→ Short problem: Print the listing below word for word, leaving out the pictures.
----
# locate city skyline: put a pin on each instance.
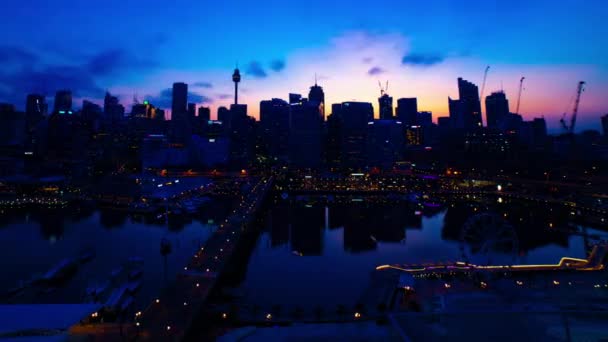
(420, 58)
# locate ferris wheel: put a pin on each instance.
(486, 239)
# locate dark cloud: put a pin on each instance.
(375, 71)
(256, 70)
(16, 56)
(277, 65)
(164, 97)
(202, 85)
(46, 81)
(23, 72)
(116, 60)
(419, 59)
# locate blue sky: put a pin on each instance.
(143, 46)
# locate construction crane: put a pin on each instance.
(483, 84)
(521, 87)
(383, 90)
(569, 129)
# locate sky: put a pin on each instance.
(137, 49)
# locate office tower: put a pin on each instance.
(63, 102)
(181, 129)
(539, 130)
(295, 98)
(236, 78)
(465, 113)
(223, 115)
(113, 112)
(354, 119)
(385, 143)
(179, 100)
(305, 121)
(425, 119)
(386, 107)
(274, 125)
(497, 110)
(191, 111)
(35, 110)
(204, 113)
(242, 145)
(407, 111)
(316, 94)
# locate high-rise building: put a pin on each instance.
(113, 112)
(35, 110)
(497, 110)
(63, 102)
(407, 111)
(236, 78)
(181, 128)
(316, 94)
(354, 119)
(295, 98)
(241, 137)
(305, 121)
(179, 101)
(191, 111)
(425, 119)
(385, 143)
(223, 115)
(204, 114)
(468, 109)
(274, 125)
(386, 107)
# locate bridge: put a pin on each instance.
(172, 313)
(596, 261)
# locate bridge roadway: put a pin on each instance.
(170, 316)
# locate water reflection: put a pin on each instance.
(324, 249)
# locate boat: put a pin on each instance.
(86, 256)
(133, 286)
(61, 271)
(116, 272)
(135, 274)
(115, 298)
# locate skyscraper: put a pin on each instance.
(204, 114)
(236, 78)
(274, 124)
(471, 105)
(35, 110)
(407, 111)
(305, 124)
(354, 119)
(386, 107)
(180, 122)
(497, 110)
(295, 98)
(63, 102)
(316, 94)
(179, 101)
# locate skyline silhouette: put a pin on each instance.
(419, 56)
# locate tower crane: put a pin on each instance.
(483, 84)
(383, 90)
(569, 128)
(521, 87)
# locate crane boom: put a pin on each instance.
(521, 86)
(483, 84)
(579, 91)
(570, 128)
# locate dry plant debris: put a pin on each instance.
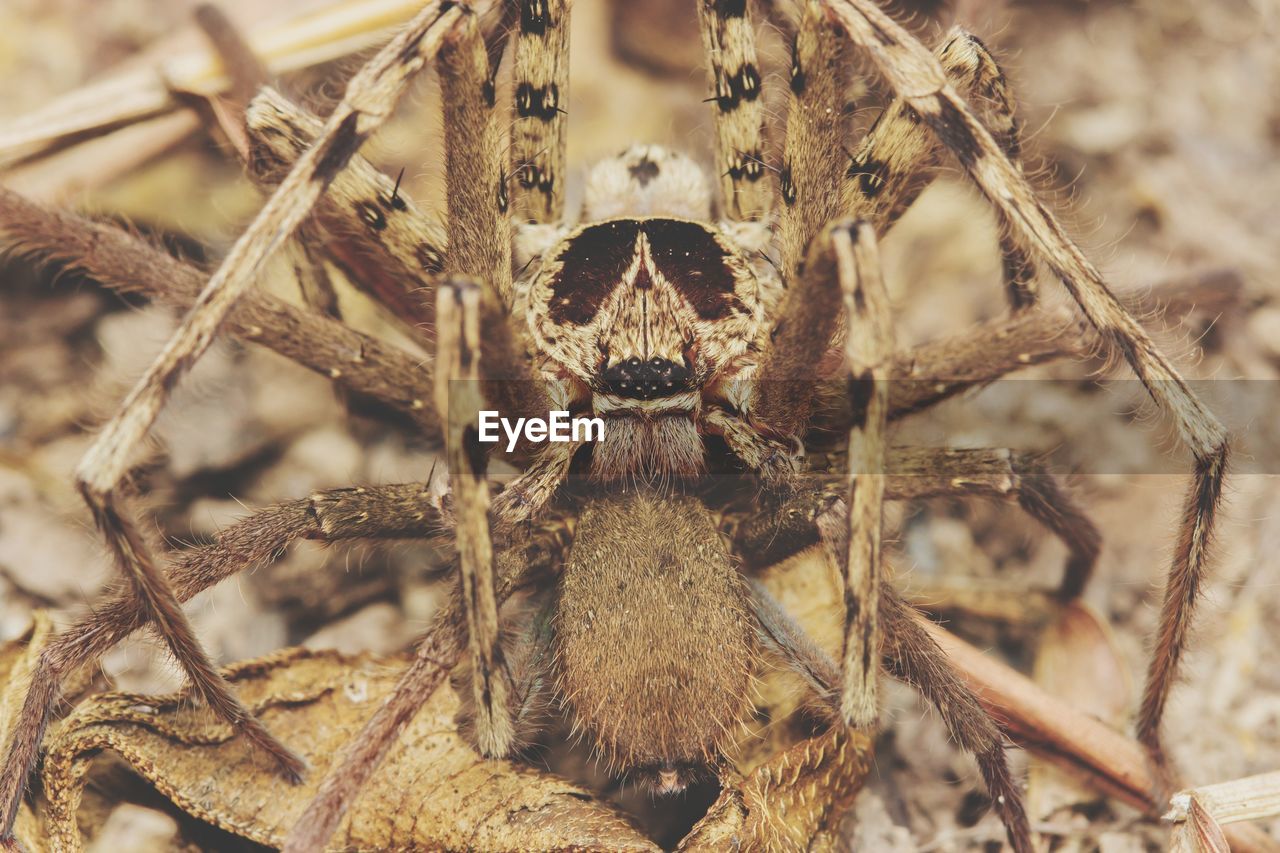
----
→ Solution for this problem:
# locate city skyline: put a pin on each instance.
(420, 58)
# locate ferris wheel: put a pin on each instance.
(486, 239)
# locate dark cloud: put a pin on each instance.
(375, 71)
(256, 70)
(16, 56)
(277, 65)
(164, 97)
(202, 85)
(46, 81)
(23, 72)
(116, 60)
(419, 59)
# locate blue sky: put a pin on each instance.
(143, 46)
# locate construction crane: put a pin on each instance.
(483, 84)
(521, 87)
(383, 90)
(569, 129)
# locate sky: put a pin on each instance.
(137, 49)
# locate office tower: put a pin on each instance.
(63, 102)
(181, 129)
(539, 130)
(295, 98)
(236, 78)
(465, 113)
(223, 115)
(113, 112)
(354, 119)
(385, 143)
(179, 100)
(305, 121)
(425, 119)
(386, 107)
(274, 125)
(497, 110)
(191, 111)
(35, 110)
(204, 113)
(242, 145)
(407, 111)
(316, 94)
# locate high-rise building: put a pin on each instance.
(113, 112)
(35, 110)
(497, 110)
(63, 102)
(407, 111)
(236, 78)
(181, 128)
(316, 94)
(354, 119)
(295, 98)
(241, 137)
(305, 121)
(179, 101)
(191, 111)
(425, 119)
(385, 143)
(223, 115)
(204, 114)
(468, 109)
(274, 125)
(386, 107)
# locate bridge: put a pin on each instance.
(172, 313)
(596, 261)
# locate bridge roadway: put a pin on each instance.
(170, 316)
# locate water reflection: put a pin on each instance.
(324, 249)
# locate boat: put a pin on each instance.
(86, 256)
(133, 286)
(61, 271)
(116, 272)
(135, 274)
(115, 298)
# locate skyscraper: put a pin on each instance.
(204, 114)
(236, 78)
(274, 124)
(471, 105)
(35, 110)
(407, 111)
(305, 124)
(354, 119)
(386, 107)
(180, 122)
(497, 110)
(295, 98)
(63, 102)
(316, 94)
(179, 101)
# locate skyline silhouette: put a pin on each instance.
(419, 56)
# locate tower crane: put a pin on each instance.
(483, 84)
(383, 90)
(569, 128)
(521, 87)
# locate crane boom: put a pin on each instance.
(521, 86)
(483, 84)
(579, 91)
(570, 128)
# locate dry plant debris: put a pin on each instance.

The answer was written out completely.